*Requirement*.
Locate every line in the records that contains the string "knit" and copy each of those lines. Matching is case-sensitive.

--- start Dataset records ---

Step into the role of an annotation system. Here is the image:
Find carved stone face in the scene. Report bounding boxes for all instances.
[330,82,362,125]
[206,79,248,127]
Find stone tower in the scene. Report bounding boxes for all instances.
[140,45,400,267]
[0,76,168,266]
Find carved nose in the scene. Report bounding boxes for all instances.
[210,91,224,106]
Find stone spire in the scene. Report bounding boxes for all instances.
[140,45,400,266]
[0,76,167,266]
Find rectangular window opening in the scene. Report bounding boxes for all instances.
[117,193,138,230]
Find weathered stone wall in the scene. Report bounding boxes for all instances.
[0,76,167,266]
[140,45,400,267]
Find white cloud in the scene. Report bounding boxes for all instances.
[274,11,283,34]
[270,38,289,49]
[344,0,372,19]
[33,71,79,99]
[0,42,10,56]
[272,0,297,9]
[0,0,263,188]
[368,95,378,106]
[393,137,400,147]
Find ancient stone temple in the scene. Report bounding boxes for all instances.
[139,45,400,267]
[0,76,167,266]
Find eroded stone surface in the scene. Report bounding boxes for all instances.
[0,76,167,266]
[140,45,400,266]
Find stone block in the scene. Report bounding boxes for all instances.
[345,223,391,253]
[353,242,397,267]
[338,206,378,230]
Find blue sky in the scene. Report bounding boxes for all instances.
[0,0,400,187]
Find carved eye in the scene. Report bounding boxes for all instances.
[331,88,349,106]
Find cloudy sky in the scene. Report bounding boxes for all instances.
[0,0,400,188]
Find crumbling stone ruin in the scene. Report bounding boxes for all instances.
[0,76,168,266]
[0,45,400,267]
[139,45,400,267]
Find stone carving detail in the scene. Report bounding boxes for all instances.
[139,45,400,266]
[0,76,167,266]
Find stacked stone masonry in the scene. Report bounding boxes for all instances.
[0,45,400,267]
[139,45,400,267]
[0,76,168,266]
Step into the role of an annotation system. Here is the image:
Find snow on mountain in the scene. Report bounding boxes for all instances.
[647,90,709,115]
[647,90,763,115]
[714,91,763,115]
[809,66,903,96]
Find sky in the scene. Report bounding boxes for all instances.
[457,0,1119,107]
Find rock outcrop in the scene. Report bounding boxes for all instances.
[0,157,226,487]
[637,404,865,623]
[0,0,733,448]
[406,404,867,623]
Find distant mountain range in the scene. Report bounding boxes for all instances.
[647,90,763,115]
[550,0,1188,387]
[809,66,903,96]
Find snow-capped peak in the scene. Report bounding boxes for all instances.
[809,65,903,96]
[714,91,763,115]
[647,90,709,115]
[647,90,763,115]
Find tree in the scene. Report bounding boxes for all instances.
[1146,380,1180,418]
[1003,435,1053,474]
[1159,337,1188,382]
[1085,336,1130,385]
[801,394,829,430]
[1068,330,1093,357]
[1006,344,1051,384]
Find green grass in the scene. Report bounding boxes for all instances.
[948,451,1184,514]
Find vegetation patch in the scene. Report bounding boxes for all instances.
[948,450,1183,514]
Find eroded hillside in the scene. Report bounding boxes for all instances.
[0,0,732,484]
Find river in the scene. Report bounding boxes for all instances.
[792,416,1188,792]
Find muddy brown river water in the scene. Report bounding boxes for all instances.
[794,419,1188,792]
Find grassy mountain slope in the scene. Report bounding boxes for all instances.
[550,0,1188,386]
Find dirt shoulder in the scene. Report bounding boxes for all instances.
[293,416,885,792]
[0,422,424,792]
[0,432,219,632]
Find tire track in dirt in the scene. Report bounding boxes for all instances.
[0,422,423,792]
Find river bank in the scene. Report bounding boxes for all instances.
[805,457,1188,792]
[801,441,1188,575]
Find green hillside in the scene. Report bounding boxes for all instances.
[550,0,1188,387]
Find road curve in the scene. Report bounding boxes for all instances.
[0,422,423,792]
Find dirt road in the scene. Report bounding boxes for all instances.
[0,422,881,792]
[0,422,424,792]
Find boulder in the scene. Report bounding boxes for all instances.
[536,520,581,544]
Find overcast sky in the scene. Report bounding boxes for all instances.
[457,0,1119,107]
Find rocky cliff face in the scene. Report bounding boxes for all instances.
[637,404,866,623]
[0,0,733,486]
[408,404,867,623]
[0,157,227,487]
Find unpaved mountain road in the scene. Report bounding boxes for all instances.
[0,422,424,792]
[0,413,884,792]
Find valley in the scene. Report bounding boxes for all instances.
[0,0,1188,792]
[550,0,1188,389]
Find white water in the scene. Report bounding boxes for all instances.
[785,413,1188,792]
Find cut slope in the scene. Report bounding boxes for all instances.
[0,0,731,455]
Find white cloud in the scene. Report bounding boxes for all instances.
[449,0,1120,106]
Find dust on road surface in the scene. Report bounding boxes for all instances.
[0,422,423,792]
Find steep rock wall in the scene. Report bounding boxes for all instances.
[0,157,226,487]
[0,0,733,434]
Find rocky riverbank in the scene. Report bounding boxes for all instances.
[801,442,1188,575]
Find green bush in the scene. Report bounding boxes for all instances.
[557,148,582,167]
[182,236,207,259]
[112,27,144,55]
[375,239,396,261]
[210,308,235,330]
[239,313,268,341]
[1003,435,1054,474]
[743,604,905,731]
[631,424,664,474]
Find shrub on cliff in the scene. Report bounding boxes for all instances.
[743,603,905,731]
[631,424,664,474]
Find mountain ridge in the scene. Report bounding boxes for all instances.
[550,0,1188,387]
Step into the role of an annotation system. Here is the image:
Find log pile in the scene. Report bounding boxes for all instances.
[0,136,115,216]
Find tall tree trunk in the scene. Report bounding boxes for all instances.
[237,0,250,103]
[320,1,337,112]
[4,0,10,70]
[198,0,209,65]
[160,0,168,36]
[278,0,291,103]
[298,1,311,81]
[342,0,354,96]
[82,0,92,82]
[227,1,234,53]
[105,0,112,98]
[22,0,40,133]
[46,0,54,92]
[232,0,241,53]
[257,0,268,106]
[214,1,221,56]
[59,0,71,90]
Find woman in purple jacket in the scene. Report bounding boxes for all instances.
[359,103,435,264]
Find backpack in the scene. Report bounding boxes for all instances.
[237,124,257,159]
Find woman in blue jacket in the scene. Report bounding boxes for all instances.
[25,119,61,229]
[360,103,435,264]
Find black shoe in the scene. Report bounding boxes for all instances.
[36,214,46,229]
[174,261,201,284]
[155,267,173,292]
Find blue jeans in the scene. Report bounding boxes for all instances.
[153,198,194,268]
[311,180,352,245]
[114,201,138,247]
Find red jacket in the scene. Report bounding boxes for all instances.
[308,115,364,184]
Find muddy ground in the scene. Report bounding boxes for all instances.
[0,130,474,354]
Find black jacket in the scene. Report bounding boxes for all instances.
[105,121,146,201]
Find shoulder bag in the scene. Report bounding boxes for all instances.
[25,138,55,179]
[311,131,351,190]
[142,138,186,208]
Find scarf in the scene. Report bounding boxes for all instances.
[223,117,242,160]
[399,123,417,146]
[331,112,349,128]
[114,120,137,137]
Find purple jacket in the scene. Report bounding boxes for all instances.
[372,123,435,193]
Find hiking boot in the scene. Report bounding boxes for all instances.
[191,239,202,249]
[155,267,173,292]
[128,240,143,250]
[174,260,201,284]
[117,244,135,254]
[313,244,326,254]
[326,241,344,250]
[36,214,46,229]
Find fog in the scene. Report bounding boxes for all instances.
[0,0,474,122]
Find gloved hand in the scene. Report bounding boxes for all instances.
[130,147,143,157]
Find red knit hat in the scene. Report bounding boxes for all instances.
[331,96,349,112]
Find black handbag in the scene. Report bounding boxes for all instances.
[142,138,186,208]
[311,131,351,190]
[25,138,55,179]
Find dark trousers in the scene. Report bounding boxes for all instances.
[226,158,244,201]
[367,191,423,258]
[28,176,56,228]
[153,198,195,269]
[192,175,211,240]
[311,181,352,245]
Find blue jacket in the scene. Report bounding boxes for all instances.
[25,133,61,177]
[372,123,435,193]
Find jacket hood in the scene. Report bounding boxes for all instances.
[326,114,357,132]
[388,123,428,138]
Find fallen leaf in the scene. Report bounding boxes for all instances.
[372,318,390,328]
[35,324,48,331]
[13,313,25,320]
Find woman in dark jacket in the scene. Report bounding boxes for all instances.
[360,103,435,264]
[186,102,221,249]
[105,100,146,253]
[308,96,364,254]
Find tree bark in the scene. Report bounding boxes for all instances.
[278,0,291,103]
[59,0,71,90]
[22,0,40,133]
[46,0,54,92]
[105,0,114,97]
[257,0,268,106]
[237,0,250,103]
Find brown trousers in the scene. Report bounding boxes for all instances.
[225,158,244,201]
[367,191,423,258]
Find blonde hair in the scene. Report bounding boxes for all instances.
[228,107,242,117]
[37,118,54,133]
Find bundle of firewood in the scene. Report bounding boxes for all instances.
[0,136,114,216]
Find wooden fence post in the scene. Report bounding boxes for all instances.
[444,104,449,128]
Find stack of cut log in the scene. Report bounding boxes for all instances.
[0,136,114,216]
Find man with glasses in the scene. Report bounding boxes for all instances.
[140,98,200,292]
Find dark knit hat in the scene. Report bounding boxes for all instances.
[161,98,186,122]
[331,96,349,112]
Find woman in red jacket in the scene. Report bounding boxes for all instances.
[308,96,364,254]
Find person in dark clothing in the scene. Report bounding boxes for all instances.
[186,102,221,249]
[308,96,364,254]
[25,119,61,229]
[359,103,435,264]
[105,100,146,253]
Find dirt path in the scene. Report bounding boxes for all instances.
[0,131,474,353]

--- end Dataset records ---

*Answer to the task*.
Find red knit hat in the scene. Report bounding boxes for all instances.
Find dark knit hat in the scene. Report bounding boxes for all instances.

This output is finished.